▶ [PASSAGE TO READ]
# Darby Creek Metro Parks quarry



## sbreech (Jun 6, 2010)

Crappie are HOT at this place! 3 hours, 96 crappie, 14 LM bass, and 4 bluegill later, my family and I were finally ready to come home and relax!  Most of the crappie were between 7-10 inches, but we did manage 27 over 10 inches (keepers if we didn't catch and release, with the biggest one today at 14 inches. We were all fishing ultralight, so the fun was on.

Family, sun, and fishing! It couldn't get any better than today!


----------



## zztrent (Jul 13, 2009)

sbreech said:


> Crappie are HOT at this place! 3 hours, 96 crappie, 14 LM bass, and 4 bluegill later, my family and I were finally ready to come home and relax!  Most of the crappie were between 7-10 inches, but we did manage 27 over 10 inches (keepers if we didn't catch and release, with the biggest one today at 14 inches. We were all fishing ultralight, so the fun was on.
> 
> Family, sun, and fishing! It couldn't get any better than today!


Sounds like fun! What setup were you using? And where is that at? I just moved up here i was thinking about hitting Darby though.


----------



## sbreech (Jun 6, 2010)

Bass minnows under a bobber. Almost every cast yielded a fish.  The place is right on S.R. 62 in Harrisburg. Pretty nice facility with about a mile or so walking trails. Also has direct walk-in access to Darby Creek.


----------



## twistertail (Apr 10, 2004)

Glad to see a good report from that place. I live just down the rd and went over last year a few times when it first opened but did not fish. Thanks for the report.


----------



## richard78 (Mar 28, 2011)

sounds like fun, Having trouble locating on google maps the park your talking about. what side of town are we talking about.


----------



## twistertail (Apr 10, 2004)

If you take 62 south from 71 about 1.5 miles its on the left or east side of the rd. The entrance is across from a used car lot. If you are looking on google it would be the frist place you can turn left after you cross over Darby Creek. There is a road that goes back to a parking lot between 2 lakes.


----------



## Live2Fish (Apr 7, 2004)

http://www.metroparks.net/ParksBattelleDarbyCreek.aspx


----------



## MJP (May 10, 2011)

It's a great spot, one of my new favorites. Still biting this evening. Crappies, sm bass, and some catfish. Only took home 3 keepers but still caught a lot and had a blast.

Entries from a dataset

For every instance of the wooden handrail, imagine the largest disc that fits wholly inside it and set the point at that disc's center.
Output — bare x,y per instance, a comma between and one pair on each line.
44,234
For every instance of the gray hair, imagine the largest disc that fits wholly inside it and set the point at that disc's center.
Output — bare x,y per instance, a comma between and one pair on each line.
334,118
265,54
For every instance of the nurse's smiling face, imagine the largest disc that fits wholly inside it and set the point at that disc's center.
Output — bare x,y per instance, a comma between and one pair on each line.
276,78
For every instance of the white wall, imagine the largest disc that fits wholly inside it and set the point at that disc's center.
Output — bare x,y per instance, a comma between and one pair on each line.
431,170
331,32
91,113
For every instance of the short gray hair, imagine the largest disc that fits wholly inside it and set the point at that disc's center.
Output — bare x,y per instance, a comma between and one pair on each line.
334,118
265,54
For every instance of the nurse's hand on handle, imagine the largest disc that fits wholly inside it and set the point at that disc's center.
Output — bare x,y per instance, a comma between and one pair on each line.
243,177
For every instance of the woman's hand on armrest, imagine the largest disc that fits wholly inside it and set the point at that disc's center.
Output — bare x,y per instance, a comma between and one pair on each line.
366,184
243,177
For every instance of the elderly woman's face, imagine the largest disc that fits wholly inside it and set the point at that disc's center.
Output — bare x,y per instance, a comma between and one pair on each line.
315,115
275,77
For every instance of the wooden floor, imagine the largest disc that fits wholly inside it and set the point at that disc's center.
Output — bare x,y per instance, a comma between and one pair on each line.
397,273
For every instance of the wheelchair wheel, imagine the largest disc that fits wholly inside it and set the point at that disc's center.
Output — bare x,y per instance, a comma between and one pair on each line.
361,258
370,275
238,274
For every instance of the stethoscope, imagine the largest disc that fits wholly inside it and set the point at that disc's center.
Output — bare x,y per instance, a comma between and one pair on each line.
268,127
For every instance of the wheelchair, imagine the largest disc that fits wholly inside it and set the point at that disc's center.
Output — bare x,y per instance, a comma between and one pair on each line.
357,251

▶ [INSTRUCTION] Return, word for word, the stretch of the Darby Creek fishing thread that starts with "Sounds like fun!" and ends after "to Darby Creek.".

▶ [THE OUTPUT]
Sounds like fun! What setup were you using? And where is that at? I just moved up here i was thinking about hitting Darby though.


----------



## sbreech (Jun 6, 2010)

Bass minnows under a bobber. Almost every cast yielded a fish.  The place is right on S.R. 62 in Harrisburg. Pretty nice facility with about a mile or so walking trails. Also has direct walk-in access to Darby Creek.